Request 1
What name does the passage on Newton's first law give to reference frames in which a body remains at rest or moves with a constant velocity unless acted upon by a Newtonian force?
Request 2
In the passage on Newton's first law, reproduce the section from "But the above" to "of differential geometry.", renaming "inertial" to "Galilean" wherever it occurs.

Passage
- - - - - - -

Mach's argument appears to be: one could express both of them in the single statement "If there is no force then there is no change in velocity" (which is just a consequence of the second law and the definition of acceleration). Then, a change in velocity can only occur if a force is present, but this is just what the first law tell us... then, it would seem that the first law is redundant. This view is also apparently shared by Harald Iro in his book A Modern Approach to Classical Mechanics.

However, I think there's a sense in which the first law can be considered an independent rule. I will quote a fragment of the discussion in this page, as I couldn't explain it better myself.

The key to unmasking the deception lies in understanding what Newton meant by "force". [...] For Newton, force is intimately connected with the frame of reference (or co-ordinate system) in which acceleration is measured. This leads to an important asymmetry: a force will cause an acceleration but an acceleration might not necessarily be caused by a force. An object can appear to accelerate when, in reality, it is the reference frame which is accelerating. For example, if I am seated in a train compartment then this is my reference frame. When the train leaves the station, then from my reference system, it is the train station that is accelerating away although, of course, no force is acting on the station.

If the reference frame is accelerating then a body otherwise at rest will appear to be accelerating away. Only in a framework which is stationary or moving with a constant velocity will a body remain at rest or move with a constant velocity unless acted upon by a Newtonian force. In all other frameworks a body will accelerate even when no force is present.

But the above phrase "a body [will] remain at rest or move with a constant velocity unless acted upon by a Newtonian force" is exactly Newton's first law. Therefore the first law defines the frames of reference in which Newton's concept of force is valid. They are frames of reference in which a body remains at rest or moves with a constant velocity unless acted upon by a Newtonian force. Such reference frames are called inertial frames of reference. All of Newton's three laws involve his concept of force so all three laws are only properly defined within inertial frames of reference.

I strongly recommend reading the rest of the article.

There's a modern re-interpretation of the first law in terms of differential geometry.

- - - - - - -

Record set

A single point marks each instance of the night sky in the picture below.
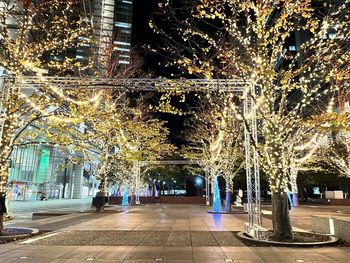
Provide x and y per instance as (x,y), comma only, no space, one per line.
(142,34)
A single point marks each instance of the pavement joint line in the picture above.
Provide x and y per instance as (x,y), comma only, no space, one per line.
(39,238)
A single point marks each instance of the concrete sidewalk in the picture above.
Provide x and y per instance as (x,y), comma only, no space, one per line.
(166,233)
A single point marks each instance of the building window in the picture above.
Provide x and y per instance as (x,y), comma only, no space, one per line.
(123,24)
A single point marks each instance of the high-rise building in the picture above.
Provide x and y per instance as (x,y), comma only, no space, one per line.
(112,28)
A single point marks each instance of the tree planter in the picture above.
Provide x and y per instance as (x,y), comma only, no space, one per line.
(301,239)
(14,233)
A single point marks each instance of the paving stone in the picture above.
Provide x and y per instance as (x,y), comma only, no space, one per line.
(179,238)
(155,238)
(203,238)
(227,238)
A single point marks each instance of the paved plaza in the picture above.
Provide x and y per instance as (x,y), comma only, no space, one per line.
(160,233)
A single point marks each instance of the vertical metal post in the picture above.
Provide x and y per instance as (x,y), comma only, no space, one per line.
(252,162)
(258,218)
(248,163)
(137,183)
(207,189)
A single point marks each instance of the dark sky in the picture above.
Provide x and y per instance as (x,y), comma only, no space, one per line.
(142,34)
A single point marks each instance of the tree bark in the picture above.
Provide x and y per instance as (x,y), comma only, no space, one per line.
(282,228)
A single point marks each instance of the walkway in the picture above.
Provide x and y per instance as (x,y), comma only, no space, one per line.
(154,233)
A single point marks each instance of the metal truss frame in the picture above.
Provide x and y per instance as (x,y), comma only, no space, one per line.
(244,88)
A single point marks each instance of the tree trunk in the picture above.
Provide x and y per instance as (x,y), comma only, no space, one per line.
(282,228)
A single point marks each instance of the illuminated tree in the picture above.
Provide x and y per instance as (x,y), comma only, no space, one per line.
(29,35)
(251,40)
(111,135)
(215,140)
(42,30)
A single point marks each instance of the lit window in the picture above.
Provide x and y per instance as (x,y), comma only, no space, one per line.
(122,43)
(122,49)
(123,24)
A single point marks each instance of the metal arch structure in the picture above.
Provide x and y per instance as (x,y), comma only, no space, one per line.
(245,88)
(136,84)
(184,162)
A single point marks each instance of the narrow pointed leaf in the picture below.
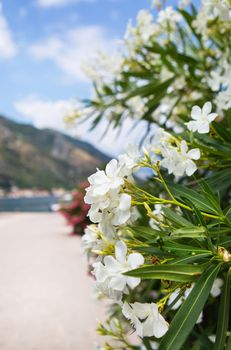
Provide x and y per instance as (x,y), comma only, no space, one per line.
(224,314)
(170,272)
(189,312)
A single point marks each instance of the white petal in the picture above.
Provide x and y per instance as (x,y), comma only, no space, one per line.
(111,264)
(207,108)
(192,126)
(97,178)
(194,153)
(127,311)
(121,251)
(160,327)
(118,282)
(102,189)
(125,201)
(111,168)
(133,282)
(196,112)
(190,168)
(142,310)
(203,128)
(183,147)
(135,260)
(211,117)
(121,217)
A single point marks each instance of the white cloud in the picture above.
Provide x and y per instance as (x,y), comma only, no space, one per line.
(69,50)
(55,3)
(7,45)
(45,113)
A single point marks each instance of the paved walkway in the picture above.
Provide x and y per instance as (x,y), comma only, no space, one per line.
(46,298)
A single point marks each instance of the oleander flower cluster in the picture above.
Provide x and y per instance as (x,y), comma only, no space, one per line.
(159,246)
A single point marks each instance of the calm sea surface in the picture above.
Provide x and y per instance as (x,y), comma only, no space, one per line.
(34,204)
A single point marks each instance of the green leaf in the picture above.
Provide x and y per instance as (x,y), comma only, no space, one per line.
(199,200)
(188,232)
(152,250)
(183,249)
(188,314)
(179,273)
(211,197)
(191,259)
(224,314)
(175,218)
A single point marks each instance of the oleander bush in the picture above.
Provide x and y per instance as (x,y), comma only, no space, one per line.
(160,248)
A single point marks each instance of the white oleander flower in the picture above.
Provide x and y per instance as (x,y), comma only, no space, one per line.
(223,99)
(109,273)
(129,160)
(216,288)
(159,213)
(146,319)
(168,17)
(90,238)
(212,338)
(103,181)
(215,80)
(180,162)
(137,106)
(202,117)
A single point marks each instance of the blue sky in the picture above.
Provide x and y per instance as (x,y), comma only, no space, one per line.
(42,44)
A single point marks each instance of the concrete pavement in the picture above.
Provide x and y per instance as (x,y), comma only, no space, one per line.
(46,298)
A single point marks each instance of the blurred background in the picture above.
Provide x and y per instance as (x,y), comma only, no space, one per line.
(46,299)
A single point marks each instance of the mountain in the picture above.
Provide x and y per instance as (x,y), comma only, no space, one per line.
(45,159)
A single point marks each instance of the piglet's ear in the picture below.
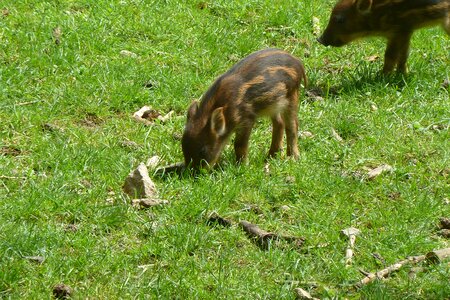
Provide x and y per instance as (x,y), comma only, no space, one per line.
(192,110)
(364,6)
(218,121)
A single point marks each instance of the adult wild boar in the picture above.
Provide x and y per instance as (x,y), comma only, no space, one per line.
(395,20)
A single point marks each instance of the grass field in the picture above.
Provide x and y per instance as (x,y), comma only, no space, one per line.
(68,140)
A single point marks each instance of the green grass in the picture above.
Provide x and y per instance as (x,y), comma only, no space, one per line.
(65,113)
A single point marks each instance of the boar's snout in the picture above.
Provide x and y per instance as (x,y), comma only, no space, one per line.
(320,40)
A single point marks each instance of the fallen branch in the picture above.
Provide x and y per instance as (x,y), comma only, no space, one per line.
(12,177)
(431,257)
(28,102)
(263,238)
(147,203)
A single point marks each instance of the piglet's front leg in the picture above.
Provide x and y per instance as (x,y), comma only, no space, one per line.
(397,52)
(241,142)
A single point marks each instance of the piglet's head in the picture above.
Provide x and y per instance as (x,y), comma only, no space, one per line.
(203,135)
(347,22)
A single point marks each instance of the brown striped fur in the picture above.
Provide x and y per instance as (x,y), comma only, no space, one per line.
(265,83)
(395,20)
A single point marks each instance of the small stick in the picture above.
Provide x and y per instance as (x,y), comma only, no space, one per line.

- - - - - - -

Exercise result 1
Inertial frames of reference.

Exercise result 2
But the above phrase "a body [will] remain at rest or move with a constant velocity unless acted upon by a Newtonian force" is exactly Newton's first law. Therefore the first law defines the frames of reference in which Newton's concept of force is valid. They are frames of reference in which a body remains at rest or moves with a constant velocity unless acted upon by a Newtonian force. Such reference frames are called Galilean frames of reference. All of Newton's three laws involve his concept of force so all three laws are only properly defined within Galilean frames of reference.

I strongly recommend reading the rest of the article.

There's a modern re-interpretation of the first law in terms of differential geometry.